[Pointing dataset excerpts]
•••
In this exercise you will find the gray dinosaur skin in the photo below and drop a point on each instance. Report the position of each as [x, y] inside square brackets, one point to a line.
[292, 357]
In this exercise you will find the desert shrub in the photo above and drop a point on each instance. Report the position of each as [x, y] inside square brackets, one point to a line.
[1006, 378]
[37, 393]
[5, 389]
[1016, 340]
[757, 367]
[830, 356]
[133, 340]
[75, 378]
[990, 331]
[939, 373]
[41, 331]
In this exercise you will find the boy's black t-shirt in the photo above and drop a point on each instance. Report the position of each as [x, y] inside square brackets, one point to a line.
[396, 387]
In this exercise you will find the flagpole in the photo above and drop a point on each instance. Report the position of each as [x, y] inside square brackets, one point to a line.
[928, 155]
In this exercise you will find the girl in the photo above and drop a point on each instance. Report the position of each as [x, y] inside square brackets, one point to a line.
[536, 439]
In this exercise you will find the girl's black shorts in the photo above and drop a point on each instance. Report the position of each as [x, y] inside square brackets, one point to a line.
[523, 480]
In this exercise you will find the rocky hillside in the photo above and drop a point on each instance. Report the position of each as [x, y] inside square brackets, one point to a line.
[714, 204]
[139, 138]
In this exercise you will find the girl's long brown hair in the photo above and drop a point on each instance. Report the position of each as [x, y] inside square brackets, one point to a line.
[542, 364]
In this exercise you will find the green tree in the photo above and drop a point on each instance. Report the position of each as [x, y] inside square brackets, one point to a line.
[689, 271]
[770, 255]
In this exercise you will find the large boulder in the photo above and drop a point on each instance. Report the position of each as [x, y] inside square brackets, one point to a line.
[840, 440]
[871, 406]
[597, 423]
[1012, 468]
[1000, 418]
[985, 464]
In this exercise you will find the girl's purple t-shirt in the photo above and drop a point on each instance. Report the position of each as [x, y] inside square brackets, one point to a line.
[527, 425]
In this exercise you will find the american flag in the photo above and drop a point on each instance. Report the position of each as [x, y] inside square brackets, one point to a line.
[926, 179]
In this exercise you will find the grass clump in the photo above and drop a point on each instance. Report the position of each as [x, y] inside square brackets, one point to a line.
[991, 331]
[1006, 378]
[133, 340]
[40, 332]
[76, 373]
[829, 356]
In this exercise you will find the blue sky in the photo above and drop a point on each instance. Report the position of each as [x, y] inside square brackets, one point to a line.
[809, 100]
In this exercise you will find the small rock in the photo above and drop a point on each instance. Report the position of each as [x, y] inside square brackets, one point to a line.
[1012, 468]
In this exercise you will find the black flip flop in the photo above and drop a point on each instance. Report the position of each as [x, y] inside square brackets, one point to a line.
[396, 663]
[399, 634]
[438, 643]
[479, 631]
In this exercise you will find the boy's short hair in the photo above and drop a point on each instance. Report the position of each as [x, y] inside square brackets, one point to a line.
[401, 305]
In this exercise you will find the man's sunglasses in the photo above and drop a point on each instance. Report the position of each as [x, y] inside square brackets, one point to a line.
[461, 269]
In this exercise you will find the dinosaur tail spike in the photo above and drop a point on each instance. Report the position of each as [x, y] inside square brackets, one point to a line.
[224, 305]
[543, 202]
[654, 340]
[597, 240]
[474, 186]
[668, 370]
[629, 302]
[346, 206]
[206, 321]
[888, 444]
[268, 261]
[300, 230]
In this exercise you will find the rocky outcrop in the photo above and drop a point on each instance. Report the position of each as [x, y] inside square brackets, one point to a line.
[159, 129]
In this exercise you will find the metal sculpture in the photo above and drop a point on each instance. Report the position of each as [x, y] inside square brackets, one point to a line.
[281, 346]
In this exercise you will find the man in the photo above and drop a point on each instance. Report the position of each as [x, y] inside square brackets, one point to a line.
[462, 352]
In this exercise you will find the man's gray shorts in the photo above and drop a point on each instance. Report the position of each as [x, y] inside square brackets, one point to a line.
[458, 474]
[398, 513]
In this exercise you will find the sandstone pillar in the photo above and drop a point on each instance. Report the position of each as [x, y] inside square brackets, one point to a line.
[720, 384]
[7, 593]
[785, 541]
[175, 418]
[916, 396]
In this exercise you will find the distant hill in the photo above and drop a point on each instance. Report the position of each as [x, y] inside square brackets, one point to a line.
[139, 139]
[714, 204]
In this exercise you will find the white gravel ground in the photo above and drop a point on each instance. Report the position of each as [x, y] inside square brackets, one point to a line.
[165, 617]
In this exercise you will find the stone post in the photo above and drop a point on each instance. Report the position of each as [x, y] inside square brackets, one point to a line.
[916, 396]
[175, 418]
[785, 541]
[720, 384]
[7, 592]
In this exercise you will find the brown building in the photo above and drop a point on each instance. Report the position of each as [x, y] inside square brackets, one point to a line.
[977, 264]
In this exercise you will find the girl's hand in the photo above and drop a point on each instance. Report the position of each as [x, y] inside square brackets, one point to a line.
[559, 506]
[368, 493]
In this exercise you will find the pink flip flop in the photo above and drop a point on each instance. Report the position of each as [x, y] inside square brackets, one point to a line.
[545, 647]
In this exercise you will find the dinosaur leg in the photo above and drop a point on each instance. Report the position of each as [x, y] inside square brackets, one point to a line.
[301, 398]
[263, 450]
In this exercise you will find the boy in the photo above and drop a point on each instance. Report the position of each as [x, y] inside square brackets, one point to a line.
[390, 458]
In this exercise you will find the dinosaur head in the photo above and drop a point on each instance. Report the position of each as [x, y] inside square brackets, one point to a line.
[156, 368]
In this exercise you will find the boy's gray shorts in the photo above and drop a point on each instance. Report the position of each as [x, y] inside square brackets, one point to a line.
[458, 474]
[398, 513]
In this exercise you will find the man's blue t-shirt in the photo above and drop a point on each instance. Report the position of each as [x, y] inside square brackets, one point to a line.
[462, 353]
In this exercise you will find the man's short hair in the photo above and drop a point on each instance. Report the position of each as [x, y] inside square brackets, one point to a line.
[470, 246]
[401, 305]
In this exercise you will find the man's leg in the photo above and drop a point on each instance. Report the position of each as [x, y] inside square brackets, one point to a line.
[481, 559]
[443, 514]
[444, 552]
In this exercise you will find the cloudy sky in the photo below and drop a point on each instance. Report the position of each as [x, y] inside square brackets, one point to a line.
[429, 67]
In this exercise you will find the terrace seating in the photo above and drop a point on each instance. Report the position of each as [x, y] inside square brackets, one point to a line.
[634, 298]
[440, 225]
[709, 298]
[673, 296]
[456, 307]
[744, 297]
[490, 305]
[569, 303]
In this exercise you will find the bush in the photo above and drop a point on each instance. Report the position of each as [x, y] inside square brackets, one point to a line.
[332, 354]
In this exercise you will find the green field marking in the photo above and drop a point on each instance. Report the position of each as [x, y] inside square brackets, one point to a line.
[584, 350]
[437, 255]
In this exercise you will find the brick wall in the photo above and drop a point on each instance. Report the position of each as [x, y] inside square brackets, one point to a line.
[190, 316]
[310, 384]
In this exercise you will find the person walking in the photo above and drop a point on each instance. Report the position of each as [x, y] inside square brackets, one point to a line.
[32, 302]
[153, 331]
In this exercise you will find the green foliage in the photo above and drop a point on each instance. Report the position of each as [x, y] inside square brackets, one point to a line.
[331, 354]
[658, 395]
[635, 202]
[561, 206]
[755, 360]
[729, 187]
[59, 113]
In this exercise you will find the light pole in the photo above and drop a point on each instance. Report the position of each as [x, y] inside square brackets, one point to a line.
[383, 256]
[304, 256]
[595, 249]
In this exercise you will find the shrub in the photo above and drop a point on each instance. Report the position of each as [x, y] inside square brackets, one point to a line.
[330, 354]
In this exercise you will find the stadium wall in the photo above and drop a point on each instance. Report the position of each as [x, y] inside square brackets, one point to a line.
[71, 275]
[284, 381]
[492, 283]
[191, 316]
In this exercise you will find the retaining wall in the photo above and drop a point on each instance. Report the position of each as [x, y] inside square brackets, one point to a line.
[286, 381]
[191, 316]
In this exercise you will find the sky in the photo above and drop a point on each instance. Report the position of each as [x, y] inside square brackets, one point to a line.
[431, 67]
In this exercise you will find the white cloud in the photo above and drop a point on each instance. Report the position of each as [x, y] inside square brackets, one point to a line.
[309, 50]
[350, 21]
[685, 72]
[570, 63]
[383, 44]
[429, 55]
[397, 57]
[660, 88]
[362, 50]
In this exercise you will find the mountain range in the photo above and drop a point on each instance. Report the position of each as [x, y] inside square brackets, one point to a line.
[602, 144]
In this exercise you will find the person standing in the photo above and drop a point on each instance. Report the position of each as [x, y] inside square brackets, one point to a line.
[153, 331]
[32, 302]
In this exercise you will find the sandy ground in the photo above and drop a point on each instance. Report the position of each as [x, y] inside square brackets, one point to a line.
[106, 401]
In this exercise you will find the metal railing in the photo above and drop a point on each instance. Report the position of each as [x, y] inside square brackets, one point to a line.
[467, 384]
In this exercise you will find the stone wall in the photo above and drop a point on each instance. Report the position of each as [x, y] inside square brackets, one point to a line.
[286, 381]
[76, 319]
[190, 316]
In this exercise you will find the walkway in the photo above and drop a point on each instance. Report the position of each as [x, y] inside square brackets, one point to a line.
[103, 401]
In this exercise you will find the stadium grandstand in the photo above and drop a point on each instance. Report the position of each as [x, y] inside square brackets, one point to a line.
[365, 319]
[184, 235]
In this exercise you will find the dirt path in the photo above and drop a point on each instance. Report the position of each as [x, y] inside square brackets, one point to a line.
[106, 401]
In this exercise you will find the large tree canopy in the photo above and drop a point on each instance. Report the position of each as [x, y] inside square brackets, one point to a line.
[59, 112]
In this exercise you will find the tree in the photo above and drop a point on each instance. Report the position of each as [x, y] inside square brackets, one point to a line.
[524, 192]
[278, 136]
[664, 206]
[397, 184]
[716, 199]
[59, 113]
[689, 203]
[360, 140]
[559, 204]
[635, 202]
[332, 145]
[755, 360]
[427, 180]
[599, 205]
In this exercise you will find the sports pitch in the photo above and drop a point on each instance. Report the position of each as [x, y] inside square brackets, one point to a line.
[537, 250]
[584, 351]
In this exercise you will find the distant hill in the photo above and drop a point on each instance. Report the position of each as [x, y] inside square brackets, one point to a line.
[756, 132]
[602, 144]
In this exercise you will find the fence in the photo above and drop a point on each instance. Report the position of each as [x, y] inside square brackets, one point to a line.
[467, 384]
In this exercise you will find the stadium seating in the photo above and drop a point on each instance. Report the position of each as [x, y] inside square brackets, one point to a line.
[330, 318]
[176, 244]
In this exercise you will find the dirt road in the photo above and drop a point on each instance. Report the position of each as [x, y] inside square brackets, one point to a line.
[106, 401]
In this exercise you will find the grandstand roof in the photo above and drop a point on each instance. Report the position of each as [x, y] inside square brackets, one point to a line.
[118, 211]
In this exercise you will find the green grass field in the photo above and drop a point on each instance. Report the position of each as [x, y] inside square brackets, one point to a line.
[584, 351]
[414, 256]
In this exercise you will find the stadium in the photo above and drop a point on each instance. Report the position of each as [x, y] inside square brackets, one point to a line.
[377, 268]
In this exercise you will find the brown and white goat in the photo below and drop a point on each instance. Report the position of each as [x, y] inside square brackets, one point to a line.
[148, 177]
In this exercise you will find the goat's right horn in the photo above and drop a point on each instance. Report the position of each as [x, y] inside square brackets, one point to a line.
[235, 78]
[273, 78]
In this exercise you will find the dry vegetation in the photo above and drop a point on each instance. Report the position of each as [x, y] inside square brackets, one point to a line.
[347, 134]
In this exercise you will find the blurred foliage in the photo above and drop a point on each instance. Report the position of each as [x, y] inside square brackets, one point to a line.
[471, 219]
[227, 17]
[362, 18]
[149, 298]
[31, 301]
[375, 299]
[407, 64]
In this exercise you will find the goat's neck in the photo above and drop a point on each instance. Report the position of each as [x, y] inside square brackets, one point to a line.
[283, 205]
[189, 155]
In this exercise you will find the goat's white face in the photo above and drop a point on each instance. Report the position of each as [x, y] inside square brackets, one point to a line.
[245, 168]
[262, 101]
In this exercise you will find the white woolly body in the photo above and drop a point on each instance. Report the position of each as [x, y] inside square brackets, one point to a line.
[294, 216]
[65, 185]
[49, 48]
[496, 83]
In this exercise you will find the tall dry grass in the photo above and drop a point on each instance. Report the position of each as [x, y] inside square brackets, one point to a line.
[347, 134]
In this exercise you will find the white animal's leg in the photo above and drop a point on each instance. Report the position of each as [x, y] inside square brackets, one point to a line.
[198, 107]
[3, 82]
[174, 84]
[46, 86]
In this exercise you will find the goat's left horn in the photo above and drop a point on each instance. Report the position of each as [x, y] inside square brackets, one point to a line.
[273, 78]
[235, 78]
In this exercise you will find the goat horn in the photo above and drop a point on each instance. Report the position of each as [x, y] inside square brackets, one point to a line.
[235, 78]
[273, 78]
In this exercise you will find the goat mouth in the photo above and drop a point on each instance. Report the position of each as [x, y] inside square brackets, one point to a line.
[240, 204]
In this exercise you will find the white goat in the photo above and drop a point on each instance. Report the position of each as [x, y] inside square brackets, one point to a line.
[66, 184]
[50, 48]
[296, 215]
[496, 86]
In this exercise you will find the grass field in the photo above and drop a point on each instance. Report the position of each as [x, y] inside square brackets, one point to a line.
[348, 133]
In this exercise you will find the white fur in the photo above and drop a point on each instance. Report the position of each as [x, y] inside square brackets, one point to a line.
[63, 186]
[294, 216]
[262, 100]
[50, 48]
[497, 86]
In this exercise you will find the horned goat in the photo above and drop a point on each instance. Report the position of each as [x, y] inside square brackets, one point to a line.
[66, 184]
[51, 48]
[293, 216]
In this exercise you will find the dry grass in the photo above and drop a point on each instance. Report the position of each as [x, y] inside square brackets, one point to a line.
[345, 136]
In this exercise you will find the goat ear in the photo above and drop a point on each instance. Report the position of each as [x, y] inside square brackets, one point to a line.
•••
**To be done**
Write the lines out exactly, from the one with "In this exercise you will find the horned" down to the last line of the listing, and leave out all others.

**The reply**
In this exercise you will find the horned goat in the photo above and drop a point on each instance. Report the position of each as [x, y] inside square brackets, one point to a line.
[66, 184]
[51, 48]
[293, 216]
In this exercise you will find the dry grass in the photo above and drop a point on each instance. Report the position of each as [x, y] inside square brackets, one point to a line.
[345, 136]
In this exercise you will find the goat ear in the photo above and drop a point on each instance. Report the position of each as [x, y] inside square brackets, one point to a line.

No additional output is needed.